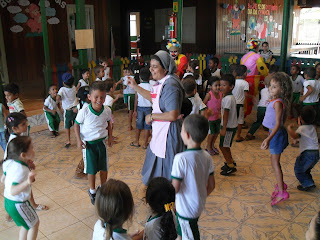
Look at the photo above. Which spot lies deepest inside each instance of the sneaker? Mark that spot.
(281, 196)
(92, 197)
(225, 166)
(306, 189)
(228, 171)
(276, 190)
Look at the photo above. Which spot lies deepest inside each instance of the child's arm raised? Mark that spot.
(16, 189)
(278, 107)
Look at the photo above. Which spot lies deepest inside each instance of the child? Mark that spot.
(263, 103)
(92, 122)
(114, 207)
(67, 96)
(190, 87)
(309, 148)
(85, 73)
(106, 69)
(280, 90)
(99, 72)
(297, 86)
(17, 192)
(142, 108)
(11, 92)
(213, 66)
(129, 94)
(3, 115)
(50, 111)
(240, 92)
(311, 90)
(229, 123)
(265, 52)
(213, 101)
(192, 177)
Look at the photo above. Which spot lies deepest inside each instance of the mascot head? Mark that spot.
(173, 46)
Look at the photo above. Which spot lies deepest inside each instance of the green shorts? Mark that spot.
(226, 141)
(295, 98)
(129, 99)
(22, 213)
(214, 126)
(95, 157)
(188, 228)
(69, 117)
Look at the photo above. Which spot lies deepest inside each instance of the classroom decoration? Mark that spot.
(27, 15)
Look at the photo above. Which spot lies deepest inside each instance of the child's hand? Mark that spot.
(265, 144)
(31, 177)
(31, 165)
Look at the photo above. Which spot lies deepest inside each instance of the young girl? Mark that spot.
(280, 90)
(213, 101)
(114, 206)
(17, 124)
(17, 192)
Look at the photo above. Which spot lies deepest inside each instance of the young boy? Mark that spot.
(94, 121)
(192, 177)
(142, 108)
(213, 66)
(11, 93)
(104, 62)
(229, 123)
(128, 93)
(67, 96)
(309, 148)
(190, 87)
(50, 111)
(311, 90)
(99, 72)
(240, 92)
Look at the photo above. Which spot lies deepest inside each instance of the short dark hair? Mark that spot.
(197, 126)
(145, 74)
(189, 84)
(308, 114)
(274, 68)
(311, 72)
(229, 78)
(98, 85)
(11, 88)
(215, 60)
(240, 70)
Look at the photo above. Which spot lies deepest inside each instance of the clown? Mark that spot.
(181, 60)
(253, 61)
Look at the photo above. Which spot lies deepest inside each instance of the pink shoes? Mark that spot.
(281, 196)
(276, 190)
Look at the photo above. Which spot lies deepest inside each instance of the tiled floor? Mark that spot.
(239, 207)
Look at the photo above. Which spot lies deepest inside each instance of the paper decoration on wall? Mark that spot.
(27, 16)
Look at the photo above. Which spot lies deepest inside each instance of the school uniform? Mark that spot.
(53, 120)
(93, 128)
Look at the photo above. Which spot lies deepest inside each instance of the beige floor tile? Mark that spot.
(77, 231)
(81, 209)
(55, 221)
(67, 195)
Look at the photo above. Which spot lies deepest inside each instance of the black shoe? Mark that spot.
(92, 197)
(228, 171)
(306, 189)
(225, 166)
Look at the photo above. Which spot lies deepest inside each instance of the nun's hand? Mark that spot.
(131, 82)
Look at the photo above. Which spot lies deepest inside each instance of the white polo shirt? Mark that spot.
(93, 125)
(229, 103)
(16, 172)
(68, 97)
(192, 167)
(238, 91)
(314, 96)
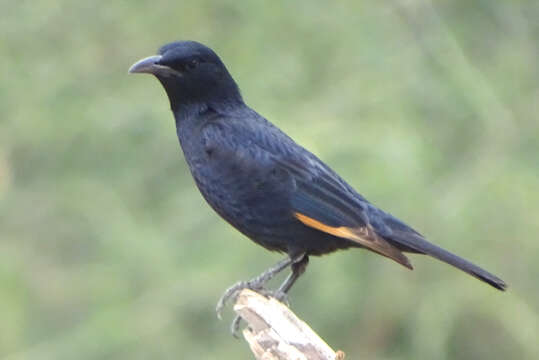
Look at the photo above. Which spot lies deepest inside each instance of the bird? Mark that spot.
(267, 186)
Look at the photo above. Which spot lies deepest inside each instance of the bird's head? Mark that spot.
(191, 73)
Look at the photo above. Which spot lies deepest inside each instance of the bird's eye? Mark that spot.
(192, 64)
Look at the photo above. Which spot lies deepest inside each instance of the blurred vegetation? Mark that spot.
(430, 110)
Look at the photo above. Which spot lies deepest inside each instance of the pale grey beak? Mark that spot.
(147, 65)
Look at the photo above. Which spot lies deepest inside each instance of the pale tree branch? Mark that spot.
(274, 332)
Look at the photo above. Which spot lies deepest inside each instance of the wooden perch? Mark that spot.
(276, 333)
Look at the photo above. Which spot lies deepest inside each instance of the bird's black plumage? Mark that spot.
(262, 182)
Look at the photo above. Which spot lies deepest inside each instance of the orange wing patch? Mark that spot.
(364, 236)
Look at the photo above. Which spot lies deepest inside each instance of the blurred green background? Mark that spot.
(107, 250)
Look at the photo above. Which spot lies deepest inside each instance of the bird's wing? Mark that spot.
(317, 196)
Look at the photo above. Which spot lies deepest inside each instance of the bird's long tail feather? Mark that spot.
(416, 242)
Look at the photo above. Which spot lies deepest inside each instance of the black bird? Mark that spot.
(267, 186)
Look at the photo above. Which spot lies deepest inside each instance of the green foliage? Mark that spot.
(430, 110)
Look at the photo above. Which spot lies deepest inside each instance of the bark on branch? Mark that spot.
(276, 333)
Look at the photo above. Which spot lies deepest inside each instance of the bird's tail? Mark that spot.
(412, 241)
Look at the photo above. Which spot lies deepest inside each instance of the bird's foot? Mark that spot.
(232, 293)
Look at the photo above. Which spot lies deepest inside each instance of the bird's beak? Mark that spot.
(147, 65)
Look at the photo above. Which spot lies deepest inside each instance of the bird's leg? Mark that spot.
(254, 284)
(298, 268)
(298, 264)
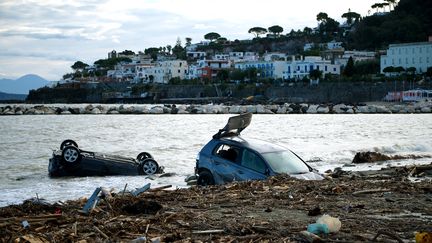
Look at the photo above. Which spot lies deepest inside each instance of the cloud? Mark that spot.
(37, 34)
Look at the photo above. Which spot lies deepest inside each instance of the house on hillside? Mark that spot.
(407, 55)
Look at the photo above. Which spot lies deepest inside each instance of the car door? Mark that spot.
(252, 165)
(226, 162)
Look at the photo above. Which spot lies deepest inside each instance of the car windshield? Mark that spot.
(285, 162)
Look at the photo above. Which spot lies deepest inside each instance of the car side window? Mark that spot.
(228, 152)
(252, 161)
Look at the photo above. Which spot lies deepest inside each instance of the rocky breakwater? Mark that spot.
(293, 108)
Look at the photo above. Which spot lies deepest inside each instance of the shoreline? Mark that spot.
(287, 108)
(277, 209)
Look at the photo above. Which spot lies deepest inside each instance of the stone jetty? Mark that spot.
(293, 108)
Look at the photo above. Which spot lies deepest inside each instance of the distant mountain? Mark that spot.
(22, 85)
(5, 96)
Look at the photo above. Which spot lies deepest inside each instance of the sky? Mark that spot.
(45, 37)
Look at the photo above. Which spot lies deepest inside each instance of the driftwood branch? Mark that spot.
(370, 191)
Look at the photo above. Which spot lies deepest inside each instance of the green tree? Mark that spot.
(351, 16)
(79, 66)
(275, 29)
(127, 53)
(322, 17)
(429, 72)
(389, 69)
(257, 31)
(223, 75)
(188, 41)
(211, 36)
(349, 68)
(315, 74)
(307, 31)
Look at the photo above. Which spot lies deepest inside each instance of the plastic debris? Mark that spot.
(318, 229)
(332, 223)
(141, 190)
(92, 202)
(423, 237)
(25, 224)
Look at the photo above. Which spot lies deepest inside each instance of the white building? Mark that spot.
(274, 56)
(418, 55)
(166, 70)
(298, 69)
(271, 69)
(196, 54)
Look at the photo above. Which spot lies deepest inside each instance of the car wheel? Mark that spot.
(68, 142)
(71, 155)
(205, 178)
(143, 156)
(149, 167)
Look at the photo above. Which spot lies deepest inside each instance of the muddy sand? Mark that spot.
(389, 205)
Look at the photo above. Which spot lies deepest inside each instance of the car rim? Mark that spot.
(71, 155)
(149, 168)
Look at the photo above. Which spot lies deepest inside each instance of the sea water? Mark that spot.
(327, 141)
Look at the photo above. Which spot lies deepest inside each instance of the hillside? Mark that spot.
(6, 96)
(411, 21)
(23, 84)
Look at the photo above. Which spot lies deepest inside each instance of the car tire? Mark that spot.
(143, 156)
(68, 142)
(205, 178)
(148, 167)
(70, 155)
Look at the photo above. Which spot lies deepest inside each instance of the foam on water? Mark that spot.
(27, 143)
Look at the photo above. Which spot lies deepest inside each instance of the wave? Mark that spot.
(403, 148)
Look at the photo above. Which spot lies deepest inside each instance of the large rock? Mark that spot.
(312, 109)
(251, 109)
(323, 110)
(368, 157)
(426, 110)
(382, 109)
(340, 109)
(282, 110)
(363, 109)
(156, 110)
(235, 109)
(96, 111)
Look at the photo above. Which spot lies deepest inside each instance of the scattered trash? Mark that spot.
(423, 237)
(141, 190)
(318, 229)
(315, 211)
(92, 202)
(332, 223)
(310, 237)
(25, 224)
(141, 239)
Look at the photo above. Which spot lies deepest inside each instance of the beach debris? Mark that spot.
(315, 211)
(310, 237)
(368, 157)
(235, 212)
(423, 237)
(141, 190)
(388, 233)
(25, 224)
(318, 228)
(92, 202)
(332, 223)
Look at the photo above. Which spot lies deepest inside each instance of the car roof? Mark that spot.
(255, 144)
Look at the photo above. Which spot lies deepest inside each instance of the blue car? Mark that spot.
(229, 157)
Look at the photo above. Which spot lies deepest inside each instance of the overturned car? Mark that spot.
(229, 157)
(73, 161)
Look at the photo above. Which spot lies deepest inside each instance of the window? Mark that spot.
(252, 161)
(228, 152)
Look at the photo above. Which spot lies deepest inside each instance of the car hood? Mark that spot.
(309, 176)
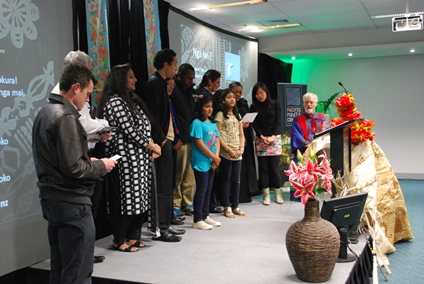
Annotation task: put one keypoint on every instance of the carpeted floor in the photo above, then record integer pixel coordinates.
(406, 263)
(247, 249)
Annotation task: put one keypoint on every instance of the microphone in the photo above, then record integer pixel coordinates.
(343, 87)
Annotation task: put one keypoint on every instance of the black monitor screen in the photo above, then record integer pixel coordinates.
(345, 211)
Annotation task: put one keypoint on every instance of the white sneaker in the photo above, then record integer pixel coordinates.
(202, 226)
(212, 222)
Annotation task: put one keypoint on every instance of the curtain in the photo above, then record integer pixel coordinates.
(272, 71)
(79, 31)
(98, 44)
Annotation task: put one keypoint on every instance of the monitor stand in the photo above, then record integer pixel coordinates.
(344, 256)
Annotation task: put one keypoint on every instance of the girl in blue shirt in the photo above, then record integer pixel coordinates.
(204, 160)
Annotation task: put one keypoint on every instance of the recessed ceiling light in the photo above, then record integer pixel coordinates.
(264, 28)
(397, 15)
(232, 4)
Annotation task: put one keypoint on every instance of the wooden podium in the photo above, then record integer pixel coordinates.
(340, 146)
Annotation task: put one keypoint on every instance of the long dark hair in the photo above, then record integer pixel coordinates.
(223, 107)
(212, 75)
(268, 101)
(198, 108)
(233, 84)
(116, 85)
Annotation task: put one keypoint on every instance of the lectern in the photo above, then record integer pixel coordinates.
(340, 146)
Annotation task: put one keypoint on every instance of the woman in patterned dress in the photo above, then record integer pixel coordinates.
(130, 184)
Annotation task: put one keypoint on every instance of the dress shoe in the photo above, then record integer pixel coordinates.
(176, 231)
(188, 210)
(176, 222)
(167, 237)
(217, 209)
(98, 258)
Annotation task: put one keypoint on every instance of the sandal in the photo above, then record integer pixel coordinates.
(137, 244)
(128, 248)
(239, 212)
(228, 213)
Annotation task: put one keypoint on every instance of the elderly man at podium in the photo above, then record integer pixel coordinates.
---+---
WHAT IS EXPECTED » Would you please copy the lines above, from the one holding "Annotation task: put one keypoint on every instance of the dress" through the last, and nothing else?

EXERCISE ANSWER »
Annotation task: put one keypoint on every instance of the dress shoe in the photo above, then record integer pixel coordinates.
(176, 231)
(188, 210)
(176, 222)
(167, 237)
(217, 209)
(98, 258)
Annotation task: put one keypoint on every instance of the sandal in the photo above, then record integer pixel coordinates.
(137, 244)
(128, 248)
(239, 212)
(228, 213)
Annotation task: put one keypoint on every instance of the elderly man at podium in the photo above, then record integer pixel coordinates.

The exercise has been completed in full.